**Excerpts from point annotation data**
--------

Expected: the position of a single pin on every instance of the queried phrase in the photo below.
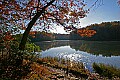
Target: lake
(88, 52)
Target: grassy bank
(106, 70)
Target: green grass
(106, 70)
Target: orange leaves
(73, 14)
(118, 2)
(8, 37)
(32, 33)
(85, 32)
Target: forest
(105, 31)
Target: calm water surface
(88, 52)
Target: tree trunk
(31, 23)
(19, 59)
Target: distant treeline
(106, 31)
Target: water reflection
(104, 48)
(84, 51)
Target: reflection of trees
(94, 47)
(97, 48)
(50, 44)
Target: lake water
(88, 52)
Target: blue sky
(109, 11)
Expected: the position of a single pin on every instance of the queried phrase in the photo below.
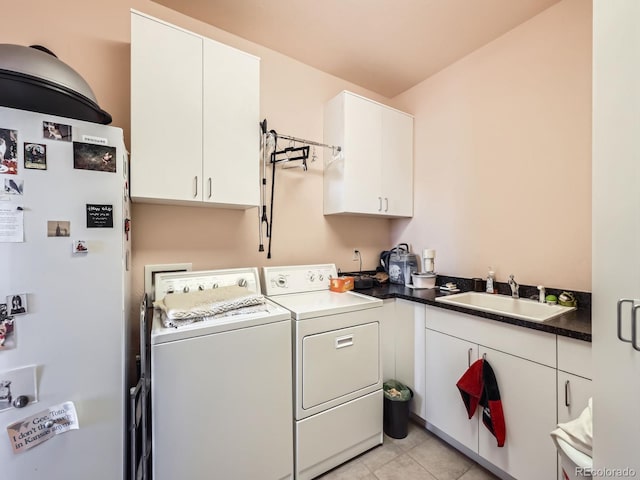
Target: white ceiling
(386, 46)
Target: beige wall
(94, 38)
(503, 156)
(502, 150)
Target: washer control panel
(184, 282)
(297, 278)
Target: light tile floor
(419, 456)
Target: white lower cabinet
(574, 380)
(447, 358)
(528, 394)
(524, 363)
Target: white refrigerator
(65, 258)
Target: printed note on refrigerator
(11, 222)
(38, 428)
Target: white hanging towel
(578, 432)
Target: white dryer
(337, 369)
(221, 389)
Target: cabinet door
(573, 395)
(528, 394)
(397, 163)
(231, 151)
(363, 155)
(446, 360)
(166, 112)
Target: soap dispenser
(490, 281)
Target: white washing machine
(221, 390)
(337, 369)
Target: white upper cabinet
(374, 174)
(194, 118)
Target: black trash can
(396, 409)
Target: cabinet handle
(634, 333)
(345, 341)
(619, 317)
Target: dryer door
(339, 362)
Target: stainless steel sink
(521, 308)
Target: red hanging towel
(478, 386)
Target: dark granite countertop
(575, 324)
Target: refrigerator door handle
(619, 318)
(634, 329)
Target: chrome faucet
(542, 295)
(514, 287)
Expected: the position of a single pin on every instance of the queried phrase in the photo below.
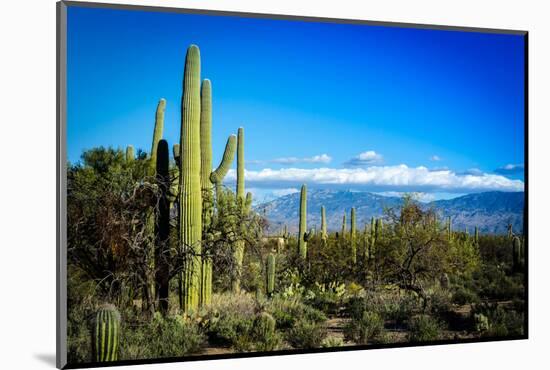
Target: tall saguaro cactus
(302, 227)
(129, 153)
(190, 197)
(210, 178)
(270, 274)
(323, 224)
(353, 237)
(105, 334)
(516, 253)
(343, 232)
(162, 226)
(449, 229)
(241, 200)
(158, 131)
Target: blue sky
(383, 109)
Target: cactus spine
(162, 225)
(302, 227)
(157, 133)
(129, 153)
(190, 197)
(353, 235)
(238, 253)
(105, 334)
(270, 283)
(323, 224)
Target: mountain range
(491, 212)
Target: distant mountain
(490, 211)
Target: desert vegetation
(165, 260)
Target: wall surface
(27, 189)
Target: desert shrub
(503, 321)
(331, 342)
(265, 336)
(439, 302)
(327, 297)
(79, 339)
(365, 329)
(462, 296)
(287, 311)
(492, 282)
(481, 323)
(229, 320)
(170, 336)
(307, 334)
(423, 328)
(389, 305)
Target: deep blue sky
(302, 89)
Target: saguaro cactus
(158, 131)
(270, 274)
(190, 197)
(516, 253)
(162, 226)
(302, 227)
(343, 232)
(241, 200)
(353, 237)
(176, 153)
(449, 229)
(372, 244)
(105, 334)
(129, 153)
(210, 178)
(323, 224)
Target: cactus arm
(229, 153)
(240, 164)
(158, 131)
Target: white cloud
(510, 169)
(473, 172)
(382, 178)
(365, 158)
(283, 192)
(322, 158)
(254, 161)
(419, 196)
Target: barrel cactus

--------

**Set problem**
Please reproduce the rows verbatim, from the line containing "Target: deep blue sky" through the last line of the rows above, including both of those lines.

**Exercise response**
Target: deep blue sky
(302, 89)
Target: saguaro cactus
(158, 131)
(270, 274)
(190, 197)
(516, 253)
(162, 226)
(302, 227)
(343, 232)
(241, 200)
(353, 237)
(176, 153)
(449, 229)
(372, 244)
(105, 334)
(129, 153)
(210, 178)
(323, 224)
Target: cactus arm
(229, 153)
(240, 164)
(158, 131)
Target: white cloud
(510, 169)
(473, 172)
(382, 178)
(365, 158)
(283, 192)
(322, 158)
(254, 161)
(419, 196)
Target: barrel cactus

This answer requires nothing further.